Report how many of the lines below contain the string "veil", giving only the number.

## Start Dataset excerpts

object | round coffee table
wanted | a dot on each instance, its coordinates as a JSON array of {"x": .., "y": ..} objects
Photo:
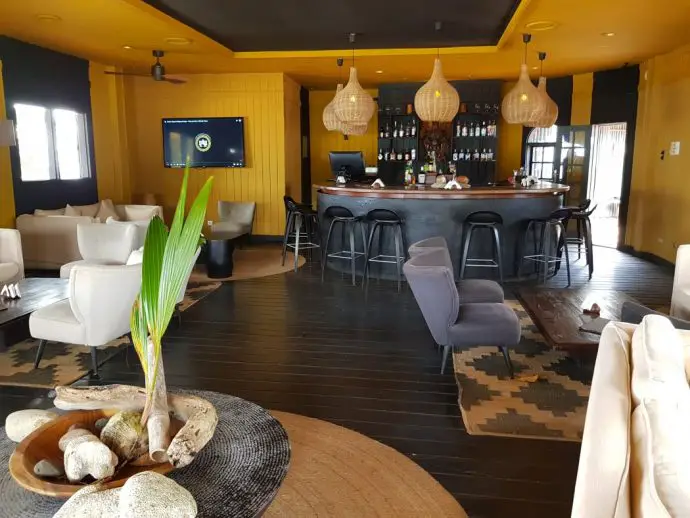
[{"x": 236, "y": 475}]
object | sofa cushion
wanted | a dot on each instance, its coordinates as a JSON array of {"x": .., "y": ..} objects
[
  {"x": 602, "y": 489},
  {"x": 658, "y": 358},
  {"x": 55, "y": 212},
  {"x": 660, "y": 468},
  {"x": 107, "y": 210},
  {"x": 140, "y": 212}
]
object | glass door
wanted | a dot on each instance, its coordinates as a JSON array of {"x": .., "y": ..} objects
[{"x": 571, "y": 165}]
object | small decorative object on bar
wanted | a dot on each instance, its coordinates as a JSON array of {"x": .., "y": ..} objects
[
  {"x": 11, "y": 291},
  {"x": 524, "y": 104},
  {"x": 146, "y": 428},
  {"x": 437, "y": 100},
  {"x": 354, "y": 105},
  {"x": 551, "y": 115}
]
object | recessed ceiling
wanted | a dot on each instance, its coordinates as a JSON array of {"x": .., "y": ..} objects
[
  {"x": 98, "y": 30},
  {"x": 262, "y": 25}
]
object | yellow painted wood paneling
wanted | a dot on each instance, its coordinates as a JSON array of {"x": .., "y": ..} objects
[
  {"x": 110, "y": 135},
  {"x": 583, "y": 85},
  {"x": 323, "y": 141},
  {"x": 6, "y": 189},
  {"x": 256, "y": 97},
  {"x": 659, "y": 213},
  {"x": 293, "y": 140}
]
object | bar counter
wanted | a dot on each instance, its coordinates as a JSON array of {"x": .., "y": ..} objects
[{"x": 429, "y": 212}]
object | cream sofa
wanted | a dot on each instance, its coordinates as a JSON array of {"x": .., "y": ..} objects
[
  {"x": 49, "y": 237},
  {"x": 635, "y": 456}
]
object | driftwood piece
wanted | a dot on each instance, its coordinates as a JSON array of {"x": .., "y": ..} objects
[{"x": 199, "y": 415}]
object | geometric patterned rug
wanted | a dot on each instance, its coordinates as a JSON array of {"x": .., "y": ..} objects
[
  {"x": 550, "y": 405},
  {"x": 63, "y": 364}
]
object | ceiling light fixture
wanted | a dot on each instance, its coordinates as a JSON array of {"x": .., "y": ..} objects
[
  {"x": 524, "y": 104},
  {"x": 437, "y": 100},
  {"x": 354, "y": 106},
  {"x": 551, "y": 115}
]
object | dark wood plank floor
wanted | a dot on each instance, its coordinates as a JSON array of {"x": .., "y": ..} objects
[{"x": 290, "y": 343}]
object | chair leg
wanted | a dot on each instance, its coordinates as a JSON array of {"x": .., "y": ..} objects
[
  {"x": 446, "y": 350},
  {"x": 324, "y": 252},
  {"x": 39, "y": 353},
  {"x": 506, "y": 357},
  {"x": 94, "y": 362}
]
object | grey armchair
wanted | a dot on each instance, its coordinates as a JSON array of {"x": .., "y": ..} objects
[
  {"x": 471, "y": 290},
  {"x": 235, "y": 218},
  {"x": 451, "y": 323}
]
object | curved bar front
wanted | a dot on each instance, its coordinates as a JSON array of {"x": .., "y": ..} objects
[{"x": 431, "y": 212}]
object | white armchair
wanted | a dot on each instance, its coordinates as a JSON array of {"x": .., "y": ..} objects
[
  {"x": 97, "y": 311},
  {"x": 11, "y": 259},
  {"x": 680, "y": 299},
  {"x": 103, "y": 244}
]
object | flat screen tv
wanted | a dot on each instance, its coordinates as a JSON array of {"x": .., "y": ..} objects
[{"x": 205, "y": 142}]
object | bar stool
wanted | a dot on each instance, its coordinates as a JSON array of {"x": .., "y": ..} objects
[
  {"x": 302, "y": 222},
  {"x": 381, "y": 219},
  {"x": 488, "y": 220},
  {"x": 552, "y": 229},
  {"x": 348, "y": 221}
]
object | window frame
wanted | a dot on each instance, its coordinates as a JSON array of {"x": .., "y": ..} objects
[{"x": 83, "y": 143}]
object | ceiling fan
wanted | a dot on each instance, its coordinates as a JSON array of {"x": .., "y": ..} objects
[{"x": 157, "y": 71}]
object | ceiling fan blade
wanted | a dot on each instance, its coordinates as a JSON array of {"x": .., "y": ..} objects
[
  {"x": 174, "y": 80},
  {"x": 124, "y": 74}
]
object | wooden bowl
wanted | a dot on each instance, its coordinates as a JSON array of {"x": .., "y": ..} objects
[{"x": 42, "y": 444}]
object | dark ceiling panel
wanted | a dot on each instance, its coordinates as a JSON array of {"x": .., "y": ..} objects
[{"x": 263, "y": 25}]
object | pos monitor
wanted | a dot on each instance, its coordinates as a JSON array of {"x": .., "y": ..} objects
[{"x": 349, "y": 162}]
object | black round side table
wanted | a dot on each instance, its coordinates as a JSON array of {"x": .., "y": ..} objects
[{"x": 237, "y": 474}]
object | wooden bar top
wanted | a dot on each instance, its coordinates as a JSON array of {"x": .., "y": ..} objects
[{"x": 425, "y": 192}]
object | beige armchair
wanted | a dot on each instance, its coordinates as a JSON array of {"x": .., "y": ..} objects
[
  {"x": 97, "y": 311},
  {"x": 103, "y": 244},
  {"x": 11, "y": 259},
  {"x": 680, "y": 299},
  {"x": 235, "y": 219}
]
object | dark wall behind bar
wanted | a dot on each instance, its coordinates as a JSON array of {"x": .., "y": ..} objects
[{"x": 35, "y": 75}]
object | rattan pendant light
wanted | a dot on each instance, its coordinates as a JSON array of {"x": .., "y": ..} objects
[
  {"x": 524, "y": 104},
  {"x": 551, "y": 115},
  {"x": 437, "y": 100},
  {"x": 354, "y": 105}
]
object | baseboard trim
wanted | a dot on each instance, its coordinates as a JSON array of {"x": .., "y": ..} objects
[{"x": 648, "y": 256}]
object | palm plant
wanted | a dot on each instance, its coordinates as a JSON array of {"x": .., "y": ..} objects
[{"x": 167, "y": 258}]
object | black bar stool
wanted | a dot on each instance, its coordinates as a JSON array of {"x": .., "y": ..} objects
[
  {"x": 380, "y": 219},
  {"x": 348, "y": 221},
  {"x": 488, "y": 220},
  {"x": 552, "y": 244},
  {"x": 302, "y": 226}
]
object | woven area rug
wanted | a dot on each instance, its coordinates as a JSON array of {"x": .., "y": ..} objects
[
  {"x": 254, "y": 261},
  {"x": 63, "y": 364},
  {"x": 552, "y": 406}
]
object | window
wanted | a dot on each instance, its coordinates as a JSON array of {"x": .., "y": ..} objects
[{"x": 52, "y": 143}]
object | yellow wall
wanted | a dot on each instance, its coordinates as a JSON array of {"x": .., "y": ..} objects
[
  {"x": 259, "y": 98},
  {"x": 293, "y": 140},
  {"x": 6, "y": 190},
  {"x": 110, "y": 135},
  {"x": 659, "y": 213},
  {"x": 323, "y": 141}
]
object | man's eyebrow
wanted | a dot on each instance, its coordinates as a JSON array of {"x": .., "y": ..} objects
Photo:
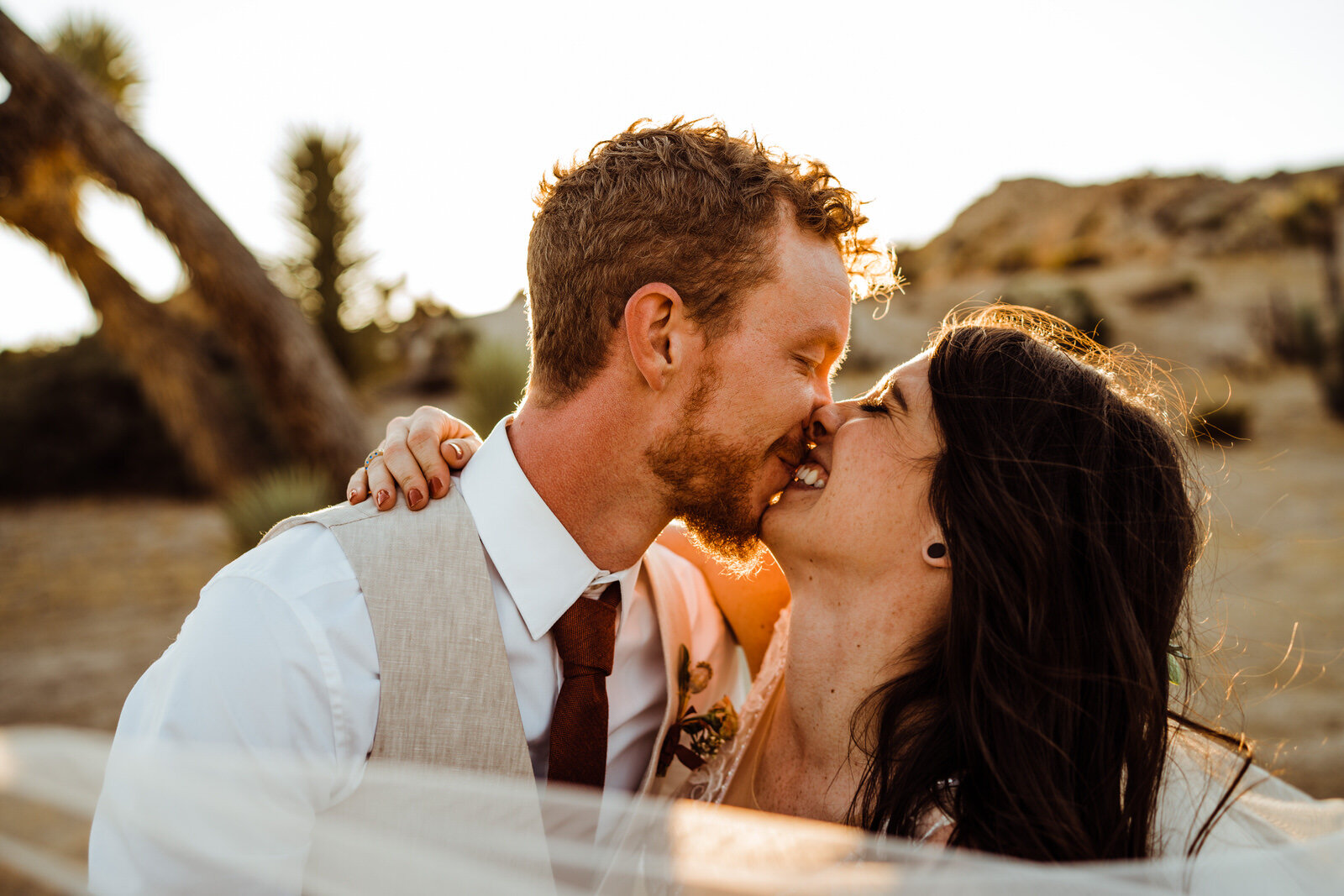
[
  {"x": 894, "y": 389},
  {"x": 826, "y": 336}
]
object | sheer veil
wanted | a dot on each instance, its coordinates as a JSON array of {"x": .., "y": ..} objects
[{"x": 421, "y": 831}]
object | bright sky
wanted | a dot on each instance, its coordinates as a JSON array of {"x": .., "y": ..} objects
[{"x": 920, "y": 107}]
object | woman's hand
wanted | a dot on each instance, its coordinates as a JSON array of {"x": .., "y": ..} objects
[{"x": 420, "y": 454}]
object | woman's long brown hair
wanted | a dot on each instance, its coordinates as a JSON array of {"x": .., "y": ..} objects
[{"x": 1039, "y": 715}]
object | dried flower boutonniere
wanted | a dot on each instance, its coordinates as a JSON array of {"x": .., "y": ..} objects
[{"x": 709, "y": 731}]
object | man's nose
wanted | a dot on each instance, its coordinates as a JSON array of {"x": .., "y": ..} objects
[{"x": 826, "y": 421}]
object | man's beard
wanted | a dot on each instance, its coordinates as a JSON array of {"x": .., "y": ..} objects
[{"x": 710, "y": 486}]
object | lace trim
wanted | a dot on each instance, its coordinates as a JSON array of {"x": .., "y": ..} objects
[{"x": 710, "y": 782}]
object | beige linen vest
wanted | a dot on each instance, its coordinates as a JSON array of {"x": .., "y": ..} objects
[{"x": 445, "y": 692}]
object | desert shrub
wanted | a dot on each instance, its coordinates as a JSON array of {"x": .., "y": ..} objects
[
  {"x": 253, "y": 508},
  {"x": 1164, "y": 293},
  {"x": 1225, "y": 425},
  {"x": 1312, "y": 338},
  {"x": 73, "y": 422},
  {"x": 1289, "y": 333},
  {"x": 492, "y": 383}
]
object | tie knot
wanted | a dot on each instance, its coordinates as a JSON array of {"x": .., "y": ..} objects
[{"x": 585, "y": 636}]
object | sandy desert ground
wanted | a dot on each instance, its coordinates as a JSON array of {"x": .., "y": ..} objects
[{"x": 93, "y": 590}]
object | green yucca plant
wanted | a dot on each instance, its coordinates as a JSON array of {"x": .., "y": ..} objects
[
  {"x": 255, "y": 506},
  {"x": 492, "y": 383}
]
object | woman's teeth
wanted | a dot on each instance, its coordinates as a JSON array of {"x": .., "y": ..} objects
[{"x": 811, "y": 474}]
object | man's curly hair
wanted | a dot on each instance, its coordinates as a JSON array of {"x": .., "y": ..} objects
[{"x": 685, "y": 204}]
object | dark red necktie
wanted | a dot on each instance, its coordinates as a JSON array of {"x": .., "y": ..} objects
[{"x": 585, "y": 638}]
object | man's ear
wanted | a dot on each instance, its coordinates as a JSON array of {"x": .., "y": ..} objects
[{"x": 656, "y": 329}]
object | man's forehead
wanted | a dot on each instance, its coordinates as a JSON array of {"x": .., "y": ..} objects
[{"x": 830, "y": 333}]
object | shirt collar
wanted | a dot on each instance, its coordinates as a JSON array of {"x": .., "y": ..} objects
[{"x": 541, "y": 563}]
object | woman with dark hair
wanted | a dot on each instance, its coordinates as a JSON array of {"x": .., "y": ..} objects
[
  {"x": 988, "y": 573},
  {"x": 990, "y": 558}
]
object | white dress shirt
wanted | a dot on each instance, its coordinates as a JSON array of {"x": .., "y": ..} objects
[{"x": 280, "y": 656}]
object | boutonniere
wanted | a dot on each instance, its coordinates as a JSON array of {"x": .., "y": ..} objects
[{"x": 709, "y": 730}]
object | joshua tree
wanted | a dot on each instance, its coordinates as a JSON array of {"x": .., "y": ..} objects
[
  {"x": 54, "y": 121},
  {"x": 161, "y": 351},
  {"x": 1314, "y": 215},
  {"x": 323, "y": 210}
]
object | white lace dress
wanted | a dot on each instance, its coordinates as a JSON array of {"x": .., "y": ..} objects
[
  {"x": 712, "y": 781},
  {"x": 1265, "y": 812}
]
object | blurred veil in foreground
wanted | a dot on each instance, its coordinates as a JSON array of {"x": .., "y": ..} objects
[{"x": 421, "y": 831}]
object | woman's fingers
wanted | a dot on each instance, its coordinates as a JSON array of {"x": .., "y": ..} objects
[
  {"x": 381, "y": 484},
  {"x": 358, "y": 488},
  {"x": 428, "y": 427},
  {"x": 418, "y": 457},
  {"x": 459, "y": 452}
]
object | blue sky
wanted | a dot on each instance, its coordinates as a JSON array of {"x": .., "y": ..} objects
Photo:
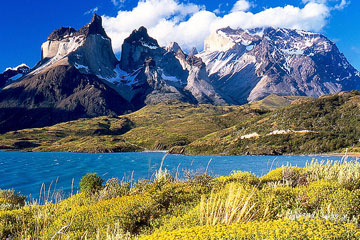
[{"x": 26, "y": 24}]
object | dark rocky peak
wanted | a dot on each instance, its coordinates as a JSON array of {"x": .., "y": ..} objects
[
  {"x": 61, "y": 33},
  {"x": 150, "y": 63},
  {"x": 94, "y": 27},
  {"x": 193, "y": 51},
  {"x": 12, "y": 72},
  {"x": 173, "y": 47}
]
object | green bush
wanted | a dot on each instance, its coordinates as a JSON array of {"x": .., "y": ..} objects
[
  {"x": 10, "y": 200},
  {"x": 91, "y": 183}
]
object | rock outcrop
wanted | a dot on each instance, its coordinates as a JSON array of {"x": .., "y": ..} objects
[
  {"x": 249, "y": 65},
  {"x": 65, "y": 85}
]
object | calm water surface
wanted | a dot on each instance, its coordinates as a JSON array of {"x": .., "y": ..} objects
[{"x": 26, "y": 172}]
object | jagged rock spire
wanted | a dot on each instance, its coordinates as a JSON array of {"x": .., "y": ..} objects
[{"x": 94, "y": 27}]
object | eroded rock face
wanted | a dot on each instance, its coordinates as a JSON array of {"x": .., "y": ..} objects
[
  {"x": 60, "y": 94},
  {"x": 5, "y": 77},
  {"x": 88, "y": 50},
  {"x": 170, "y": 75},
  {"x": 66, "y": 84},
  {"x": 249, "y": 65}
]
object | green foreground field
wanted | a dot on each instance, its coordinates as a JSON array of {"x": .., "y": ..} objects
[
  {"x": 273, "y": 126},
  {"x": 321, "y": 201}
]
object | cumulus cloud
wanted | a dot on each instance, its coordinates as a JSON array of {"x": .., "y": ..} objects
[
  {"x": 241, "y": 5},
  {"x": 189, "y": 24},
  {"x": 333, "y": 4},
  {"x": 117, "y": 2},
  {"x": 91, "y": 11}
]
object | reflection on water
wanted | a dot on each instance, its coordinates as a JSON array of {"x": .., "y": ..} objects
[{"x": 26, "y": 172}]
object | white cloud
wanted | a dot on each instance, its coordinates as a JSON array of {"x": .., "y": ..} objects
[
  {"x": 91, "y": 11},
  {"x": 333, "y": 4},
  {"x": 189, "y": 24},
  {"x": 342, "y": 5},
  {"x": 241, "y": 5},
  {"x": 118, "y": 2}
]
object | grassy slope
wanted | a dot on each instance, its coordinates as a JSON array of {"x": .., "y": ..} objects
[
  {"x": 330, "y": 123},
  {"x": 154, "y": 127},
  {"x": 327, "y": 124}
]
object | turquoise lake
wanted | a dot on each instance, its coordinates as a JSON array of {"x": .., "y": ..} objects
[{"x": 27, "y": 172}]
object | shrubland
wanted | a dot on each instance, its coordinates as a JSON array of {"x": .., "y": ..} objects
[{"x": 320, "y": 201}]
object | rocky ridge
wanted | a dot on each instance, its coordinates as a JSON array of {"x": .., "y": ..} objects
[{"x": 79, "y": 76}]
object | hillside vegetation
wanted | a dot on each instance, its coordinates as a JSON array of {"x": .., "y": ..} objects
[
  {"x": 328, "y": 124},
  {"x": 274, "y": 125},
  {"x": 321, "y": 201}
]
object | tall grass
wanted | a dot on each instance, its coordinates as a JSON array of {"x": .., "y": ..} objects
[
  {"x": 346, "y": 173},
  {"x": 236, "y": 207}
]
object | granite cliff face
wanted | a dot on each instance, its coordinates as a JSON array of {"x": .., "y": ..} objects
[
  {"x": 79, "y": 76},
  {"x": 249, "y": 65},
  {"x": 152, "y": 74},
  {"x": 65, "y": 84}
]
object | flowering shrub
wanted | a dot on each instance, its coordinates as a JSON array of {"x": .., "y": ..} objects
[
  {"x": 287, "y": 203},
  {"x": 278, "y": 229}
]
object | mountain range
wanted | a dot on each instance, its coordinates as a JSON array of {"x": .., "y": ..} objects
[{"x": 79, "y": 75}]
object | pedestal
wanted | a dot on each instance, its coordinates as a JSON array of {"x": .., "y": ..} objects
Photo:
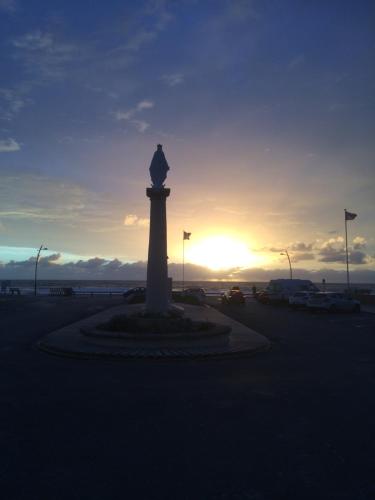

## End Dataset excerpts

__Solved exercise__
2